• **Document excerpt**:
####

Mine seats 4 (At the moment, 2.. because I have the rear seat out). 

On road, I couldn't roll it if I tried.. it won't let me with the ESP engaged. 

I go out in 20-30cm's of snow to play. 

I'm co-founder of a local jeep club and follow tread lightly principles. (Our club is in the process of joining Tread Lightly as either a partner club, or member club.)

I'd take my Jeep over any vehicle on the road. Anyday, Anytime.

It gets me from A-B, but it's an adventure every time I sit in it!


----------



## billwong (Jan 6, 2002)

Adrian. said:


> Hey Bill you don't live in North York do you? Say Anywhere between York Mills and Bayview and Eglington or perhaps near Yonge and Lawrence?
> 
> I swear everyone drives an HSE sport or an LR3!
> 
> ...


I actually live further north on Bayview. But I know what you mean. Land Rovers have become popular despite the concerns with the environment/gas prices - especially in the areas you described. Canadians love trucks/SUVs - they are certainly handy in heavy snowfall areas of the country (everywhere except Vancouver/Victoria). Just look down the street as you drive - half the vehicles are trucks/SUVs/vans.

I chose a Land Rover for it's extreme versatility and to be different. Just as I used to drive SAABs, just to be different (I really liked my old porpoise-shaped 900 Turbo). Torontonians seem to love BMW X5s. The Range Rover Sport competes with the X5 and Cayenne and you can really take it off-road. The BMW and Porsche are faster (depending on the variant) but going that fast in a vehicle that weighs almost 3 tons is a bit scary.


----------



## Suite Edit (Dec 17, 2003)

Adrian. said:


> I may be out my place to call you ignorant, and I qualified that. Nonetheless, being completely ignorant of the current state of the environment by being so careless, is indeed ignorant.


Very true... but you drive a real gas guzzler yourself. That's the pot calling the kettle black... Until I can "put up" by affording to buy a (plugin?) Prius, I'm choosing to "shut up" about that.

So, until I have enough money saved to invest in a hybrid, I'm buying carbon offsets for my gas guzzler (which I only purchased because of an AMAZING deal, and wanted the _ultimate driving experience_ for a little while ).

Anyways, back on-topic, I'm currently driving a '95 BMW 540i. I'd say it's like an old PowerMac 9600 case with a MacPro inside - boxy exterior with some smooth lines and one HELL of an engine under the hood.








=


----------



## mrjimmy (Nov 8, 2003)

1999 Jeep Cherokee 4 door. I love this vehicle. This winter especially.


----------



## kgeorge78 (Sep 8, 2003)

Adrian. said:


> Trucks should be illegal unless you need them. A truck should be used for work purposes only. It aggravates me to no end to see some soccer mom driving a huge truck putting groceries in the bed at the supermarket. But what pisses me off even more are huge SUVS that still only fit five people and all this crap about them being safer is garbage. Stupid things roll over like a beach ball.


haha. Now I know what you are all about. No offence taken with your remarks. You are a self richeous hypocrite idiot. And no your car will not touch my Vette. And if you still think so, I'll smash into you with my illegal Truck. You made no comments about the 50 other people who drive SUVs or Trucks, only mine so please go tend to your hemp trees in your 600 square foot condo in Toronto.

####

[Position annotation records]
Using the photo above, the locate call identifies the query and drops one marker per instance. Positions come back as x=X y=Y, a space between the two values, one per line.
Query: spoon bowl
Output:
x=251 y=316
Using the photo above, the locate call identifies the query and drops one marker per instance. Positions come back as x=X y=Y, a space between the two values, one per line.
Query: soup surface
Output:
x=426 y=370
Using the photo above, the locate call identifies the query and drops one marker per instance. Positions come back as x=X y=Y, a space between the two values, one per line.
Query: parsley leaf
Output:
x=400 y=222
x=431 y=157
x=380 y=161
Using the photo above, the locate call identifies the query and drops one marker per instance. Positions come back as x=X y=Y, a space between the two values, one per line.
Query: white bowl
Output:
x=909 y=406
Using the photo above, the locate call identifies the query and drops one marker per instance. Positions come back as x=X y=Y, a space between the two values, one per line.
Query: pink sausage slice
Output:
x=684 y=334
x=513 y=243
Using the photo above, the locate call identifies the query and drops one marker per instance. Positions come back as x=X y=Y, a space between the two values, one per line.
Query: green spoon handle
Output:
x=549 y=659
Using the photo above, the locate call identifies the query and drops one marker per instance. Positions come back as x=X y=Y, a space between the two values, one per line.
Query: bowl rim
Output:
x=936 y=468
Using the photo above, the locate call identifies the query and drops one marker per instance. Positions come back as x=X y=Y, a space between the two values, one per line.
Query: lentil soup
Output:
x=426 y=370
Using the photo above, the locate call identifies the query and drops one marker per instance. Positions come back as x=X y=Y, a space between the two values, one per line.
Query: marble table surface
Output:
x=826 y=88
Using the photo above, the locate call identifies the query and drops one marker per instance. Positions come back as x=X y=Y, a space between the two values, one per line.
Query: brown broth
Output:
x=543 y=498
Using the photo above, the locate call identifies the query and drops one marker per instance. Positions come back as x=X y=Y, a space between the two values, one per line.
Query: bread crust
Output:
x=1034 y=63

####

• **Prompt**:
Give every username that appears as the header of a post in the forum thread above, in the order the posts appear.

• **In response**:
billwong, Suite Edit, mrjimmy, kgeorge78